__Given task__: Repeat every entry word for word, skipping the pictures.

Dataset records:
⁂

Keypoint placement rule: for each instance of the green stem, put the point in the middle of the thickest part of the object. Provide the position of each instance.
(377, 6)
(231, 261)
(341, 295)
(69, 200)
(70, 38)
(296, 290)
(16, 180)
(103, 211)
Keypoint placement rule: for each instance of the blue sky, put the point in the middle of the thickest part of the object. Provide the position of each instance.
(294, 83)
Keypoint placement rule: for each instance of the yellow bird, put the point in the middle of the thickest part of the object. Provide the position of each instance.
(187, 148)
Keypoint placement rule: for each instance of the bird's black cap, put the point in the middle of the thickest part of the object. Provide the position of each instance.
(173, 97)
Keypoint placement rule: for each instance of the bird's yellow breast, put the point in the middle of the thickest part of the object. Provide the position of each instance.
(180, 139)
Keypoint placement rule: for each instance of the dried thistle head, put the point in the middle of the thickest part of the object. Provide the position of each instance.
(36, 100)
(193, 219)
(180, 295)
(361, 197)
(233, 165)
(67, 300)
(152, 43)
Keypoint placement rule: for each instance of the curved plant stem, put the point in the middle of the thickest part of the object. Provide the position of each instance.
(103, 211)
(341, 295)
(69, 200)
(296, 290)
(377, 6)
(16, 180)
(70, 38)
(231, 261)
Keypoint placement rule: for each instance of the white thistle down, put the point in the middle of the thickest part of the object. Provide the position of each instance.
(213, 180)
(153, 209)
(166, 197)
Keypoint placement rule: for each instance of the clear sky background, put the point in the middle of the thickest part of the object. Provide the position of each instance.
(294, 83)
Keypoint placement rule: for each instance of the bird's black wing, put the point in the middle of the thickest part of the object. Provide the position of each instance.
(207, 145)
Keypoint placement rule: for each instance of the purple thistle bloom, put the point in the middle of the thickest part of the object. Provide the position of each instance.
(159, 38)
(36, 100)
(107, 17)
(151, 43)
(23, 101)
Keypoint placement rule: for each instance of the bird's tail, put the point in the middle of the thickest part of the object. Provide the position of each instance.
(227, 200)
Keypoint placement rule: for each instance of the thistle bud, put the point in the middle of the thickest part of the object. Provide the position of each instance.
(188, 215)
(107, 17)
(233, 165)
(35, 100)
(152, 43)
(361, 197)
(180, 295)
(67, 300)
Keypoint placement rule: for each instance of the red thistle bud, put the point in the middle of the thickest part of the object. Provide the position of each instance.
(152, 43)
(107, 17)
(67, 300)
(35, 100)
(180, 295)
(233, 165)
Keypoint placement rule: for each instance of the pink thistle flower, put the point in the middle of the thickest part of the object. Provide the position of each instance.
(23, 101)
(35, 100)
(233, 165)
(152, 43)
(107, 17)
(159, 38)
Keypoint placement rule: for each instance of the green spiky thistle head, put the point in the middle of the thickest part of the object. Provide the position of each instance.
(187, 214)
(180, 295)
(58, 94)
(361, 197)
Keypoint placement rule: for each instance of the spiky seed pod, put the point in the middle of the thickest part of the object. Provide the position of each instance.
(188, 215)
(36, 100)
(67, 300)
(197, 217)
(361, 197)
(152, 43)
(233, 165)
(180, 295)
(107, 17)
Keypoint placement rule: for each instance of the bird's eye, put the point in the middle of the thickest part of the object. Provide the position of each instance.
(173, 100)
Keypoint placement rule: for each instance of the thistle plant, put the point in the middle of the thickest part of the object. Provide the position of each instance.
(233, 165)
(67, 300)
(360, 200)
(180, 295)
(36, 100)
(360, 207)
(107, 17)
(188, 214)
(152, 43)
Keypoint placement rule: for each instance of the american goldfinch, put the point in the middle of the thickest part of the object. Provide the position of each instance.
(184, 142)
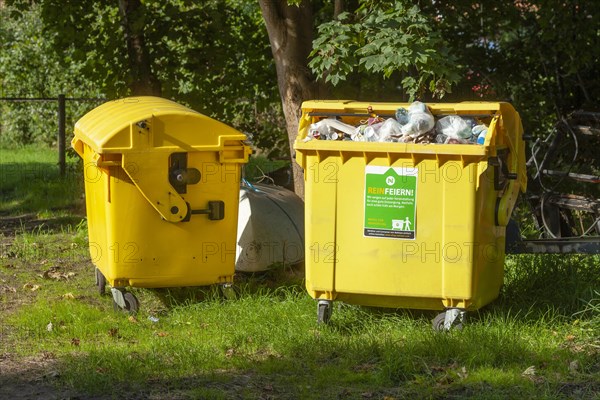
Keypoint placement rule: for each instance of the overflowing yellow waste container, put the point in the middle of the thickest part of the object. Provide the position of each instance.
(408, 225)
(162, 186)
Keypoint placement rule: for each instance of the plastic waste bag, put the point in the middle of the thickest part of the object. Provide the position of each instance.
(453, 126)
(327, 129)
(420, 120)
(402, 116)
(480, 131)
(390, 130)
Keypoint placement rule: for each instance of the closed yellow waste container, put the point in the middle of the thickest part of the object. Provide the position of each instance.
(162, 187)
(406, 224)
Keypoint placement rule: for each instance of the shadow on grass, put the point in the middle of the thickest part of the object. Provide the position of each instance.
(279, 279)
(535, 285)
(315, 367)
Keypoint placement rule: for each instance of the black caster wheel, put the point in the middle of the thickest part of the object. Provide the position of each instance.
(455, 318)
(100, 283)
(125, 301)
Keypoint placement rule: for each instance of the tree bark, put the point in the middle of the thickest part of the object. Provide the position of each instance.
(290, 30)
(143, 81)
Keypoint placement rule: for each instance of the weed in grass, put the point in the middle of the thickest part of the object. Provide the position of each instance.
(30, 182)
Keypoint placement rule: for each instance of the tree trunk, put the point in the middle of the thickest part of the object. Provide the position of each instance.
(142, 82)
(290, 30)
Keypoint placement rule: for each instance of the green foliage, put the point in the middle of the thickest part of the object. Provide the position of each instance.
(384, 38)
(542, 56)
(30, 182)
(213, 56)
(30, 68)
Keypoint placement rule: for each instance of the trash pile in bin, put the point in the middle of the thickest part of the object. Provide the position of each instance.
(415, 125)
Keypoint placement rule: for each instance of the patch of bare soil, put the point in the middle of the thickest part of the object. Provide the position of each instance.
(29, 378)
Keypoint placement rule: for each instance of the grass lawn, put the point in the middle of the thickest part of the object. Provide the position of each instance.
(59, 338)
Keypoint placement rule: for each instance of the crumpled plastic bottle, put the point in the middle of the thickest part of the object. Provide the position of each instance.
(420, 120)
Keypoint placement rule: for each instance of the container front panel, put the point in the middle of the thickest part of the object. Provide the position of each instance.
(437, 265)
(143, 250)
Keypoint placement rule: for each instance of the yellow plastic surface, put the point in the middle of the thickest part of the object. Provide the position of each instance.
(135, 237)
(457, 255)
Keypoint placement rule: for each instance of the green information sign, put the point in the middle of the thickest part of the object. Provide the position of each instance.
(390, 202)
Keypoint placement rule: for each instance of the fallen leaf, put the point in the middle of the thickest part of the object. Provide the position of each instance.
(529, 371)
(6, 288)
(31, 287)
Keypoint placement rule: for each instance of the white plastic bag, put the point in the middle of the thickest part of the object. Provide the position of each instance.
(420, 120)
(388, 129)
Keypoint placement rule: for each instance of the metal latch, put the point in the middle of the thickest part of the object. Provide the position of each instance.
(215, 211)
(180, 175)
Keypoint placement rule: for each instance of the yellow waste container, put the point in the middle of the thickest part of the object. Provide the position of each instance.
(408, 225)
(162, 191)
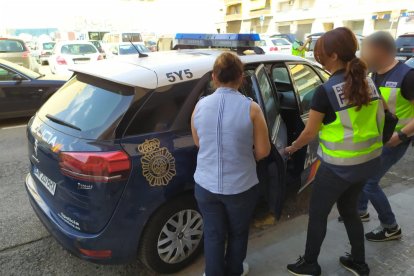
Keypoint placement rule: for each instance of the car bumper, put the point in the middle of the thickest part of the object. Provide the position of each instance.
(73, 240)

⁂

__Correct response__:
Keypoint placement rule: for each instance of the green stem, put the point in the middle of the thickest part of the object. Provide the position of each instance.
(377, 6)
(231, 261)
(341, 295)
(69, 200)
(70, 38)
(296, 290)
(16, 180)
(103, 211)
Keypoint placement rule: for each instance of the blue sky, put the point in the middle of the thickest part of the object. Provide the position of each instance.
(294, 83)
Keypoint placement rule: for each instance of the yellow bird, put the point in the middle of the thickest part of the object. Provide the position of each instance.
(187, 148)
Keypoint placement rule: for each instance of the bird's black cap, put the point in the middle of the thickest part of the object. Provide the position of each instance.
(173, 97)
Keypoint placement rule: for each instance of the bird's yellow breast, put the point in the middle of the thickest part of the object. Provide the position of each instance.
(180, 139)
Keypoint placement rule: for each instance of the dried thistle head, put the point in the middle of the thickest part of the object. Provide the position of each instance.
(36, 100)
(193, 219)
(180, 295)
(361, 197)
(233, 165)
(67, 300)
(152, 43)
Keypoint placement rule: for each instance of the curved plant stem, put the point in the middle of the thickest part of the object. Provide the position of each instance.
(103, 211)
(341, 295)
(69, 200)
(296, 290)
(377, 6)
(16, 180)
(70, 38)
(231, 261)
Keypoint placement rule: for each instance of the white thistle down, put the point in the middle of the thickest part of the object. Provide the position of each instance.
(213, 180)
(153, 209)
(166, 197)
Keypoint placement rule: for each instance of the clear sky background, put the point in the middle of the thickest part of the object. Provide the position of each instance.
(294, 83)
Keypoint placement rule: for each instance of the bird's black wing, put the point in the middle of the thickest part of the object. Provide the position of each instance.
(207, 145)
Keypoint placement rule: for each instance of the purple thistle bloom, put the point in the middle of the thickest part of the object. Provide the position of each instance.
(159, 38)
(36, 100)
(107, 17)
(151, 43)
(23, 101)
Keypoint placement rule: for each instance of the bird's tail, put the point in the middle of the thickest part of the object. Provide the position of each instance.
(227, 200)
Keypoint placement rule: for each instance of the thistle bud, put the point in the middle of the thickest part of the object. Provide the position of each instance.
(188, 215)
(107, 17)
(233, 165)
(35, 100)
(152, 43)
(361, 197)
(180, 295)
(67, 300)
Keypoint placement rule: for each instance of the red thistle bud, put the point in the middle of the thickest part of the object. Provide the position of each instance.
(152, 43)
(107, 17)
(67, 300)
(35, 100)
(180, 295)
(233, 165)
Keypoint placement rule: for each instance of the pink thistle flower, put the point in the middle of the thickest part of the object. Provide the position of each instance.
(23, 101)
(35, 100)
(233, 165)
(152, 43)
(107, 17)
(159, 38)
Keypoint placement rule: for each instance of the green spiky thistle head, put the point in the middle of the thickest part of the object. Provide the position of each instance.
(187, 214)
(180, 295)
(58, 94)
(361, 197)
Keypoint placement rule: for each instance of the spiky seed pod, put the point in the middle of the thickest part of the object. Provide the position of each instance.
(188, 215)
(36, 100)
(67, 300)
(197, 217)
(361, 197)
(152, 43)
(233, 165)
(180, 295)
(107, 17)
Keypoint placement rule: for each instance of the bird's eye, put the point in the middle of the thickest part of the object. Provide the position of each instance.
(173, 100)
Keypoint placement rule: for each instance of the thistle plant, put the point in the middle of the thickest part of the object. Provide the position of each instance.
(233, 165)
(67, 300)
(360, 200)
(180, 295)
(36, 100)
(360, 207)
(107, 17)
(188, 214)
(152, 43)
Keypoint placement rule: for each instance of the american goldfinch, put the point in the middle of the thickest part of the object. Provide the position of each instance.
(184, 142)
Keypoint placement rule: for each instance of the overflowing yellow waste container, put the point in the middle of the thickest part of the object. Provide the position of each instance.
(408, 225)
(162, 186)
Keypoint placement rule: for each instance of the plastic waste bag, put the point in the middle of the thickest part of the object. Provide the position of each instance.
(453, 126)
(327, 129)
(420, 120)
(402, 116)
(480, 131)
(390, 130)
Keypoint placement rule: for each instance of the closed yellow waste container, put the point in the middle of the thickest part of the object. Provide the position of each instance.
(162, 187)
(406, 224)
Keypoint placement rule: for each instance of the shadow on grass, put the point in the middle of the thickest part of the object. Provide the position of each instance.
(279, 279)
(535, 285)
(315, 367)
Keypoint placement rule: for each instance of the black caster wheel, put the point in the middle of the thickest part of the object. Provide the position of each instance.
(455, 318)
(100, 283)
(125, 301)
Keypoint placement rule: for each instance of the tree bark, put the point in the middle of the thickest part of the object. Provide the position of each instance.
(290, 30)
(143, 81)
Keypoint placement rule: for each instance of the weed in grass, put the point in the middle of the thickest part of the object. Provide the position of each instance.
(30, 182)
Keypoint placement rule: for each instance of the tree trunk, put the point in the middle of the thickest part of the object. Provide the position of each instance.
(142, 82)
(290, 30)
Keypoint placement rule: for each instance of the green foliage, put the point in the middle of the thickest part of the object. Provide the position of each instance.
(384, 38)
(542, 56)
(30, 182)
(213, 56)
(30, 68)
Keypoint placement rule: for each instance of the trash pile in bin, put the point in the middle of the thickest part of the object. Provide the position of each instance.
(415, 125)
Keypoint placement rule: for each instance of the patch of bare soil, put the point in the middle of the thickest part of the object. Provide the position of each instance.
(29, 378)
Keypoint placement rule: for each instance of the grass lawn, put the point in the middle of the thickest part of the object. Provide the position of each instance.
(59, 338)
Keypoint placement rule: for each instance of the crumpled plastic bottle, put the point in the middle of the thickest part of the object. Provide the position of each instance.
(420, 120)
Keypoint placement rule: for each instance of the container front panel, put the point in the middle of the thickest part of the object. Provide the position of each instance.
(437, 265)
(143, 250)
Keypoint placement rule: for each instance of the yellow plastic surface, put the point in the middle of the thickest part of the object. Provide the position of each instance.
(135, 237)
(457, 255)
Keypoint placement rule: for each instance of the green information sign, put the point in the middle of the thickest part of the object. Provide the position of each instance.
(390, 202)
Keypoint placement rule: for each instance of the fallen leaf, put the point in the middle of the thickest part of the object. Provide the position of each instance.
(529, 371)
(6, 288)
(31, 287)
Keypoint placement rule: for each instance of the white plastic bag, put the point in the middle of the thickest part of the object. Provide the position of each instance.
(420, 120)
(388, 129)
Keypoint placement rule: for each instance of the metal latch, put the point in the middle of the thickest part of the object. Provide the position of each instance.
(215, 211)
(180, 175)
Keypoint placement rule: for each instance of the yellow waste container, put the point in the middle of the thickest part of the object. Provide the position of each instance.
(408, 225)
(162, 191)
Keypoint placement rule: for each instance of the car bumper, put the point in the middle of the thickest part of the object. Provide the position of each instance.
(73, 240)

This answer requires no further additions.